(Stored items)
===============

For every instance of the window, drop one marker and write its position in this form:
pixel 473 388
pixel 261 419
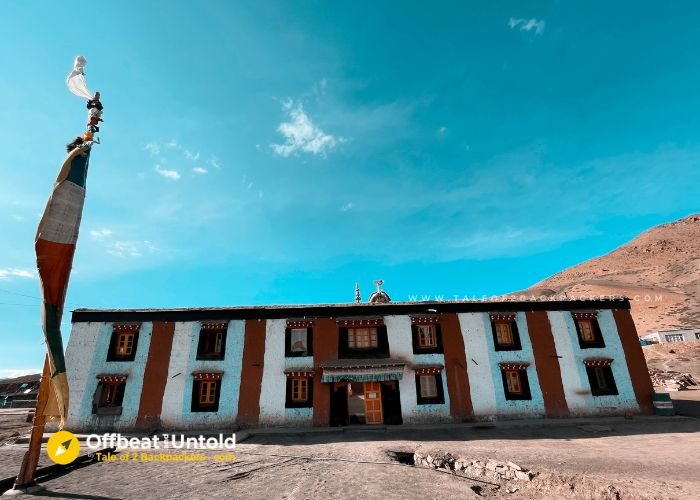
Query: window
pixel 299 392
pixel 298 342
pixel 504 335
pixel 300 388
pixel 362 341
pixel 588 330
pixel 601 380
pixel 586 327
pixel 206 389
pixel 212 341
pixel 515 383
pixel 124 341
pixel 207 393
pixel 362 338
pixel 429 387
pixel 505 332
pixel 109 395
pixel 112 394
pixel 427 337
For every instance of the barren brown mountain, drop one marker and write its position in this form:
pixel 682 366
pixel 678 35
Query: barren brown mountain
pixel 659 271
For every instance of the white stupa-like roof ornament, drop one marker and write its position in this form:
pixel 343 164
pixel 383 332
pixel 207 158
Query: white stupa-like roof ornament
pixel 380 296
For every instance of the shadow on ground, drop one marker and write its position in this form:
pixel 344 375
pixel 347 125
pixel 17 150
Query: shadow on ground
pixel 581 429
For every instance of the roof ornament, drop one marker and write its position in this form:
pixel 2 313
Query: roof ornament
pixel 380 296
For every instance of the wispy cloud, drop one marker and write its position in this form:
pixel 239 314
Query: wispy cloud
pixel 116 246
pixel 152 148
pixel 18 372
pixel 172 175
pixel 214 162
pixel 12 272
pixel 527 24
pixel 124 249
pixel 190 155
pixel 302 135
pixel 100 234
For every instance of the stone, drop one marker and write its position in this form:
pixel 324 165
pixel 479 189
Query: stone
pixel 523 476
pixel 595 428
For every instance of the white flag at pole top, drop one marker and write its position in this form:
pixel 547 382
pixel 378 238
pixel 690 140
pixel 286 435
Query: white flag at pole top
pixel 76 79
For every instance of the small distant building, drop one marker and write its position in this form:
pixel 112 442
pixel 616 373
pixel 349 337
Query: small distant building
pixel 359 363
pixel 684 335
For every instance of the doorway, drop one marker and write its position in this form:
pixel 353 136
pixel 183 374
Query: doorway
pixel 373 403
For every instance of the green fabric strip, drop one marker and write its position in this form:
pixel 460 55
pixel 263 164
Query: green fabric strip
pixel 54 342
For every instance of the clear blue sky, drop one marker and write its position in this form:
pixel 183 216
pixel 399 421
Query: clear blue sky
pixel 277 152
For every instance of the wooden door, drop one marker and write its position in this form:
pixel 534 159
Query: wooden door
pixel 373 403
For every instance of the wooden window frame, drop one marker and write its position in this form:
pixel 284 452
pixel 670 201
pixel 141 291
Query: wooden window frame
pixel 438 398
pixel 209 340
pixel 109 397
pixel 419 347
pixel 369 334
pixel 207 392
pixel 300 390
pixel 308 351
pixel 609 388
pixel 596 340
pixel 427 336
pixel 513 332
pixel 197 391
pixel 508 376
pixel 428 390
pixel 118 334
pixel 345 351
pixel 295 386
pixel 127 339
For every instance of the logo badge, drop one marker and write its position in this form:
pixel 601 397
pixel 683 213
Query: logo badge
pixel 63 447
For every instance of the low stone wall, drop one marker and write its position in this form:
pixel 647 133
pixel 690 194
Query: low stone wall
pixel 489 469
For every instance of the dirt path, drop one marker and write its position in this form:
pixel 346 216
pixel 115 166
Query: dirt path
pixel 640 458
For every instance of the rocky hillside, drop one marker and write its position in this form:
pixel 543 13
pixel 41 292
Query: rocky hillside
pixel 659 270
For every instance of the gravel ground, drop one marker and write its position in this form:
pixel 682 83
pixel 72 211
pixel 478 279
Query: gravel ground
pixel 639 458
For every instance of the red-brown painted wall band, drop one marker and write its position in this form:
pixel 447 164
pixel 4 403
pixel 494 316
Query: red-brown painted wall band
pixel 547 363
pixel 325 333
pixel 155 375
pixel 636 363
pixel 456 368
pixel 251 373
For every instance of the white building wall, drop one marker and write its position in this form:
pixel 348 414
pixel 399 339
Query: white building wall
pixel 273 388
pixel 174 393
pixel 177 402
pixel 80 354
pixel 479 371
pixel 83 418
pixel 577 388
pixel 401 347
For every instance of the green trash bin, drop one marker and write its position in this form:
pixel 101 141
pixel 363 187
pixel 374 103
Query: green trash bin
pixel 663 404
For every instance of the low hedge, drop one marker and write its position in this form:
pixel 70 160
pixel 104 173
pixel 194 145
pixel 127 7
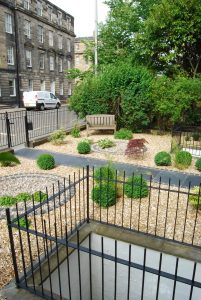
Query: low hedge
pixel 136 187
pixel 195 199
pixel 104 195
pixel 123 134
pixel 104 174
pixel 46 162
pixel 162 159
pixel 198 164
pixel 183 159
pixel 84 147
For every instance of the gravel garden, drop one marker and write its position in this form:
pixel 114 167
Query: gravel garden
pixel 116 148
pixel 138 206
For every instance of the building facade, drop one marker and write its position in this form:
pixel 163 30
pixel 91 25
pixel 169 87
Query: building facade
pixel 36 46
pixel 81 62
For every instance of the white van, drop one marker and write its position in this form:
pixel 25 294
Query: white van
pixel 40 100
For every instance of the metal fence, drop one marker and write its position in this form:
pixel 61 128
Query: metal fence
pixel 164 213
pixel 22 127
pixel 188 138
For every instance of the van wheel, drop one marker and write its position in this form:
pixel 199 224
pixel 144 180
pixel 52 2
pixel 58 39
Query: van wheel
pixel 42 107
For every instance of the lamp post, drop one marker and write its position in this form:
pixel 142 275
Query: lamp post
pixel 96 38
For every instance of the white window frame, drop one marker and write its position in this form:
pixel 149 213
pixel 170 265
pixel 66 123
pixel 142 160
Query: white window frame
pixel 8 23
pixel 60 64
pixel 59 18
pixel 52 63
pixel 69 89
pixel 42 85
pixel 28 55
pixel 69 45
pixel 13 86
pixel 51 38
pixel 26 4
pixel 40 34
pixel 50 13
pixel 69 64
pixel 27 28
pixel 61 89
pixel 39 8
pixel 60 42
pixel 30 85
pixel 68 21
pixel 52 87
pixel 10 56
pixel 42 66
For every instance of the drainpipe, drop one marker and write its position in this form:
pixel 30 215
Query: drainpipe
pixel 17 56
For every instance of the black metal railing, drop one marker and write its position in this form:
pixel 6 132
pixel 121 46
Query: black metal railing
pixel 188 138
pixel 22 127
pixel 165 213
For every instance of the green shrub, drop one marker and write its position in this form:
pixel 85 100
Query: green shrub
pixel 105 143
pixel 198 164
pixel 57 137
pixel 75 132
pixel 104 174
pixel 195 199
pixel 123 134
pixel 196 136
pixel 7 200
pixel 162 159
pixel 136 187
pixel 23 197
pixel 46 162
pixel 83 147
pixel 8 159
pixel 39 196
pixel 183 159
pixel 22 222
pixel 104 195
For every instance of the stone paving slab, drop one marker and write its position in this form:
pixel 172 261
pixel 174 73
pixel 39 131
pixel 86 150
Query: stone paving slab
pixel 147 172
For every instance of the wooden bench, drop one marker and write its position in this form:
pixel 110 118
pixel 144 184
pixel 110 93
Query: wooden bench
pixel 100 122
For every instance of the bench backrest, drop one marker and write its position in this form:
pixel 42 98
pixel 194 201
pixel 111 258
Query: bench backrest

===============

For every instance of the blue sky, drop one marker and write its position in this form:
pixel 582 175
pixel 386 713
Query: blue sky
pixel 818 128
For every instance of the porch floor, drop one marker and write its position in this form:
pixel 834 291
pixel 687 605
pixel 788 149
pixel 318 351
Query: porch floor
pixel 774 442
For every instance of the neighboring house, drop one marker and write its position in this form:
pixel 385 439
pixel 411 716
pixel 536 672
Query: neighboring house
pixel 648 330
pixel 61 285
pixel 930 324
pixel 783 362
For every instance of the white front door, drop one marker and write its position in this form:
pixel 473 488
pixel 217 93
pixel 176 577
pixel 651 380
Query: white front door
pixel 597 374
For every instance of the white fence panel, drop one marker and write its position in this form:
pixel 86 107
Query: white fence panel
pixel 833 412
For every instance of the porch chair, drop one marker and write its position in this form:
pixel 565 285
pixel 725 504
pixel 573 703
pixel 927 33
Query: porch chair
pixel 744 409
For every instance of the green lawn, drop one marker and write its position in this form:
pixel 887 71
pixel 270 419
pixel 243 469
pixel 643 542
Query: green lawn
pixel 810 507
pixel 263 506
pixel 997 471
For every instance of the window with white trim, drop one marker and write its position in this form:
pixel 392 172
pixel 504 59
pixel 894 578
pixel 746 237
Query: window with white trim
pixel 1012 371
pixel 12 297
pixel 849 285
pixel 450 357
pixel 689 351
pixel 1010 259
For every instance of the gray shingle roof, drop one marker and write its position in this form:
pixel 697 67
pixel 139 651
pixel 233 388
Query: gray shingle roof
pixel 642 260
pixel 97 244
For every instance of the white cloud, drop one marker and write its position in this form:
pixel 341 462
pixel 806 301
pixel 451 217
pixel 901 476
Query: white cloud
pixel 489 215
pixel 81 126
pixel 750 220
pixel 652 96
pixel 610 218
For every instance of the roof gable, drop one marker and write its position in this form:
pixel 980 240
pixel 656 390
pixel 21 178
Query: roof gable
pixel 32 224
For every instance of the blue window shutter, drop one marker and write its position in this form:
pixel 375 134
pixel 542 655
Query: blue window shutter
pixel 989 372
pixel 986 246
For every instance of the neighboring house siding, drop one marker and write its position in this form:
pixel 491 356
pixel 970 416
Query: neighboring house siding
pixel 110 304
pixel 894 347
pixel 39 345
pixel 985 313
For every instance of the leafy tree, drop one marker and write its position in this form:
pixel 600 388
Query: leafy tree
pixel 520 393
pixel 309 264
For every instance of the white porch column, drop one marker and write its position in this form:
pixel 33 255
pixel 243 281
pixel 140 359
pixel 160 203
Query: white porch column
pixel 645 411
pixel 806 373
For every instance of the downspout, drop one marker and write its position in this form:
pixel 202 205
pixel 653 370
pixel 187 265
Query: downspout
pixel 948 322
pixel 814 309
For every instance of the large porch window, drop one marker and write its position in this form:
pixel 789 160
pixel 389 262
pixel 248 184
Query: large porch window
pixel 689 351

===============

Edit the part of the material that opens with the line containing "For every instance of the wooden bench, drop" and closes with the line containing "Query: bench backrest", swapping "drop one marker" for "place one point" and leaving everything else unchanged. Return only those lines.

For every instance of the wooden bench, place one point and write its position in this form:
pixel 110 118
pixel 144 184
pixel 110 93
Query: wooden bench
pixel 100 122
For every instance of the bench backrest, place one point and write its position in this form:
pixel 42 98
pixel 194 201
pixel 111 258
Query: bench backrest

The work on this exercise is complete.